• **Exercise aim**:
Count the lines in the items below that contain the word "crown". Reply with that number alone.
### Material for this exercise ###
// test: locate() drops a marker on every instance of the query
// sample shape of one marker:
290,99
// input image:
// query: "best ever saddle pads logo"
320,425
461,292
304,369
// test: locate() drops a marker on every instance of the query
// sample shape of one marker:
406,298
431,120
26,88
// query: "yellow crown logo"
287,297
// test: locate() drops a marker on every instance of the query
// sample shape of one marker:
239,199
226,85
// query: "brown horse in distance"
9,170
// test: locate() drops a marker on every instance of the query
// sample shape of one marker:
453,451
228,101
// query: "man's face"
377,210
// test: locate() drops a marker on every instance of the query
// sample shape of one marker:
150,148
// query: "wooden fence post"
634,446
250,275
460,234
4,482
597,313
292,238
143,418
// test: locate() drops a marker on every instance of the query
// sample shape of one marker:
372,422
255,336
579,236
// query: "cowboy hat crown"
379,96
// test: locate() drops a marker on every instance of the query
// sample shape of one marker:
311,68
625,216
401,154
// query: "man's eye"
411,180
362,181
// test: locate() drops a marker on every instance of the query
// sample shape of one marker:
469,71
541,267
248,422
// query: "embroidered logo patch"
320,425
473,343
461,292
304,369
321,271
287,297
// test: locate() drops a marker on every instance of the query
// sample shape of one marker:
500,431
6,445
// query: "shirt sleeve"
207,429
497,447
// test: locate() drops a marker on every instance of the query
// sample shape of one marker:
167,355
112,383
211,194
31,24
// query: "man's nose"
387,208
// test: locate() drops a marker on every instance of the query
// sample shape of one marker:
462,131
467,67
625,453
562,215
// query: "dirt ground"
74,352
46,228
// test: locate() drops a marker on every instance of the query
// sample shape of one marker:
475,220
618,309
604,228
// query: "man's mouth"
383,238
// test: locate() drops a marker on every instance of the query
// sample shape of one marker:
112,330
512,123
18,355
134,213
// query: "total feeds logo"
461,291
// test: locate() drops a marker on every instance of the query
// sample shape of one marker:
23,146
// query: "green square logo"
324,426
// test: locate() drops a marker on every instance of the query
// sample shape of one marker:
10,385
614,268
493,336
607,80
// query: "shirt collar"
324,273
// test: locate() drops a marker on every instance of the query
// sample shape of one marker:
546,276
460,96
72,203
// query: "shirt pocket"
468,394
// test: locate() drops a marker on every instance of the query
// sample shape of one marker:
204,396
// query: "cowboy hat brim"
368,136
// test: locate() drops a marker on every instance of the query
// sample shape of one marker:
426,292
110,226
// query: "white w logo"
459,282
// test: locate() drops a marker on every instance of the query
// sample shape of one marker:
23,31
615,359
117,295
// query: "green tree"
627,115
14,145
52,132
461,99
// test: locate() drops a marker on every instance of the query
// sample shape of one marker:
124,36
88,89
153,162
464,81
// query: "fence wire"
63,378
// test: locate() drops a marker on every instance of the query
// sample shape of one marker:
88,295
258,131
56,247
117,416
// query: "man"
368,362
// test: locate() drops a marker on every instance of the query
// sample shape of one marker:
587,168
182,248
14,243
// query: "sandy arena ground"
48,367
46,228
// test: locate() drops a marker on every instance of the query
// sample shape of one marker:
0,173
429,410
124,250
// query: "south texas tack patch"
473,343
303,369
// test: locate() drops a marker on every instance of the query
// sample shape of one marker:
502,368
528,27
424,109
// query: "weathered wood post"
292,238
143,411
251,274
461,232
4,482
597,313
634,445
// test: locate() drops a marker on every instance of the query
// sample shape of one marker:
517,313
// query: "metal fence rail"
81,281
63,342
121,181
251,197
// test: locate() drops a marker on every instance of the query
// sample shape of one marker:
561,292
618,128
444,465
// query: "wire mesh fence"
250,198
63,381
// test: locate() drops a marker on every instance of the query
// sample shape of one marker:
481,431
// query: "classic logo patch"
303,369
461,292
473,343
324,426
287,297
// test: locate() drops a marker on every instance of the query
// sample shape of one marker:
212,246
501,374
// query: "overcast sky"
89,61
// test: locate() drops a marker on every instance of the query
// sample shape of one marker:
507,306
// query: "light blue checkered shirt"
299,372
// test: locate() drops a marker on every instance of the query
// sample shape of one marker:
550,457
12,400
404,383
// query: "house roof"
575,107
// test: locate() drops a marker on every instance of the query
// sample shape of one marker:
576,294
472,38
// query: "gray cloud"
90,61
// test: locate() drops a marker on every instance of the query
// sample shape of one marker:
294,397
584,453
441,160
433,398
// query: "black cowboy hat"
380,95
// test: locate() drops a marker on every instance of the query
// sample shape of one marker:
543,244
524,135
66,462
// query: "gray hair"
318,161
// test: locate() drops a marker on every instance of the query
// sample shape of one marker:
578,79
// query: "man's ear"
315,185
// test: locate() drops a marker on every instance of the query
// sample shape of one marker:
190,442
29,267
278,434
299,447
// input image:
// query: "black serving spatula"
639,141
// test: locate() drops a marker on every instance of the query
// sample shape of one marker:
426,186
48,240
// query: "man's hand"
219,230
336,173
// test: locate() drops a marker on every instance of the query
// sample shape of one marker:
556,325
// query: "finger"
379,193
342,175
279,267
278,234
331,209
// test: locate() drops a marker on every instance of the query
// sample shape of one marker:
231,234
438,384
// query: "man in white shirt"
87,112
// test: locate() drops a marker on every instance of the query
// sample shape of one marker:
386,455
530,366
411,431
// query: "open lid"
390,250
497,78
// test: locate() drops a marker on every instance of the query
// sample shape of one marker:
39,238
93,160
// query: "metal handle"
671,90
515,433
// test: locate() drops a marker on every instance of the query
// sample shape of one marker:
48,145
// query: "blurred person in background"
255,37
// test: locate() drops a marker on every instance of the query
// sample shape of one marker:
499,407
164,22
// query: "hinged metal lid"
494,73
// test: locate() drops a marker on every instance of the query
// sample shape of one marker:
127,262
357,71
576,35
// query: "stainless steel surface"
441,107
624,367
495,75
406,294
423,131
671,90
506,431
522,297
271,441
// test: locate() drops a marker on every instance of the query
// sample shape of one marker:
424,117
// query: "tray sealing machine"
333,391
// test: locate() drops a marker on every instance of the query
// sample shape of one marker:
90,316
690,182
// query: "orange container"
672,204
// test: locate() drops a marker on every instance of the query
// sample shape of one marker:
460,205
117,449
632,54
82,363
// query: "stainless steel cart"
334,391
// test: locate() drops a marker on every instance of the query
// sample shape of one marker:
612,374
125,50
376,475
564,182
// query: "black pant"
###
• **Result for this exercise**:
2